WHAT YOU HAVE TO DO
Can you repeat every one of the records below word for word?

Stored items
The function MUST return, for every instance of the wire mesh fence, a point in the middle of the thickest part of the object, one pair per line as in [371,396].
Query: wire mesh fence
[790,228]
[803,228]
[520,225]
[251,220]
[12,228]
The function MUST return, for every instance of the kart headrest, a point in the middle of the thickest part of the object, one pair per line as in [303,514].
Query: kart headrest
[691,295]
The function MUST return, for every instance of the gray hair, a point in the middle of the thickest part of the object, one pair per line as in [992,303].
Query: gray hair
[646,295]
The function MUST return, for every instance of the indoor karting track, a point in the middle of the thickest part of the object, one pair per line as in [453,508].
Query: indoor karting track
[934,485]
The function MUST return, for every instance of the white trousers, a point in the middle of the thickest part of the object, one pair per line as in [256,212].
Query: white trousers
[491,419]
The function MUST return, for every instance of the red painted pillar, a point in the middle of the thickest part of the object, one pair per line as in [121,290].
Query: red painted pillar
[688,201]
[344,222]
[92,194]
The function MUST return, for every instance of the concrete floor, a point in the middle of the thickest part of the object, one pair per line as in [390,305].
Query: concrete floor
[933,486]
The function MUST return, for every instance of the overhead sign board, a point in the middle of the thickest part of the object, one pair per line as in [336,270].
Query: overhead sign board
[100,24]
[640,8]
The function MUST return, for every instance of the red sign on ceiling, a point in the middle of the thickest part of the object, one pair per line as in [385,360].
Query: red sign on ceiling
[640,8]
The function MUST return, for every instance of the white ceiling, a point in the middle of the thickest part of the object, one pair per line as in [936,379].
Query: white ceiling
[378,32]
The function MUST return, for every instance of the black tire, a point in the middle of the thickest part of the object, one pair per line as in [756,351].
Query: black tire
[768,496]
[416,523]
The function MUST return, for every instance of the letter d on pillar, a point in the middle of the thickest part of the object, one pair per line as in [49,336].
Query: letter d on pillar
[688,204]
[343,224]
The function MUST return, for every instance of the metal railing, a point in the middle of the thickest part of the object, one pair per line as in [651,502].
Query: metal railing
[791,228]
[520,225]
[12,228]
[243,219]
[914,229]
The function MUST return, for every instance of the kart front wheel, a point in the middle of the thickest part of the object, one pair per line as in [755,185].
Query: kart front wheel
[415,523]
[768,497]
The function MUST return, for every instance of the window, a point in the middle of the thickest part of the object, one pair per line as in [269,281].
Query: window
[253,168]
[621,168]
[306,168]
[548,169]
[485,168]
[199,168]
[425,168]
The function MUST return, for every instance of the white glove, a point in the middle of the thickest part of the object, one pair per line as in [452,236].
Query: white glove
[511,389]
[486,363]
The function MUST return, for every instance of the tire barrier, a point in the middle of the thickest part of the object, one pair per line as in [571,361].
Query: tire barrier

RESULT OF THE EXERCISE
The function MUST return, for every instance of the wire mesh fence, a point in the middle of the thickest part of the object, one pair per line as in [371,396].
Query: wire mesh fence
[790,228]
[803,228]
[520,225]
[251,220]
[12,228]
The function MUST return, for every instance of the kart headrest, a point in the middle of the thickest part of the object, one pair per line as in [303,514].
Query: kart headrest
[691,295]
The function MUST return, for every instance of the gray hair, a point in the middle of the thickest part of the object, one pair per line as in [992,303].
Query: gray hair
[646,295]
The function MUST return, for every instance of the indoor karting track, a point in the middle of the thickest part of the object, one pair per line as in [453,508].
Query: indoor karting track
[934,485]
The function MUST return, for every instance of the white trousers, a point in the middle of the thickest part of the object, one pair per line as in [256,212].
Query: white trousers
[491,419]
The function MUST return, for every instance of the red painted pillar, a point in the middle of the thickest part of the object, one pair per line as in [121,290].
Query: red painted pillar
[688,201]
[344,222]
[92,194]
The function MUST return, for every instance of the concrete floor, a point in the middle of the thickest part of the object, one pair per line as in [390,305].
Query: concrete floor
[933,486]
The function MUST return, for every instance of the overhead sign board, a point in the middle of the thickest part of the object, one pair per line as in [336,270].
Query: overhead sign board
[100,24]
[640,8]
The function MUST return, for every instance of the red sign on ceiling, a point in the middle of the thickest part of the object, one pair per line as in [385,360].
Query: red sign on ceiling
[640,8]
The function MUST return, for every instance of the white ceiling, a point in the middle of the thickest part of the object, one pair per line as in [936,379].
Query: white ceiling
[378,32]
The function MUST return, for every instance of the black tire, a point in the middle of the thickest part of the object, one pair per line as in [756,351].
Query: black tire
[768,496]
[416,523]
The function MUST return, for every instance of the letter d on pillar, a point in the middle of the thickest part of the object, one pair per line as in [49,336].
Query: letter d on pillar
[688,204]
[343,224]
The function MUST return, for every instance of the metal railing, a point in the middle of the thickest part of the object, one pair per line as in [651,502].
Query: metal railing
[791,228]
[520,225]
[12,228]
[243,219]
[914,229]
The function MUST return, for every instance of the kart front wheel, a point in the middle of the thickest part of the object, one pair per line as in [755,185].
Query: kart front wheel
[415,523]
[768,497]
The function MUST return, for every instance of the window, a point in the middle of the thickest part of the object, one pair per line as in [269,281].
Query: window
[253,168]
[621,168]
[306,168]
[548,169]
[485,168]
[199,168]
[425,168]
The function MUST return, for every instance of the white glove, a point in the middle of the thickest part of the object, one pair per line as in [452,236].
Query: white glove
[511,389]
[486,363]
The function MUST return, for every instance of the tire barrier, a point in the middle of the thickest part of the object, one pair per line as in [571,361].
Query: tire barrier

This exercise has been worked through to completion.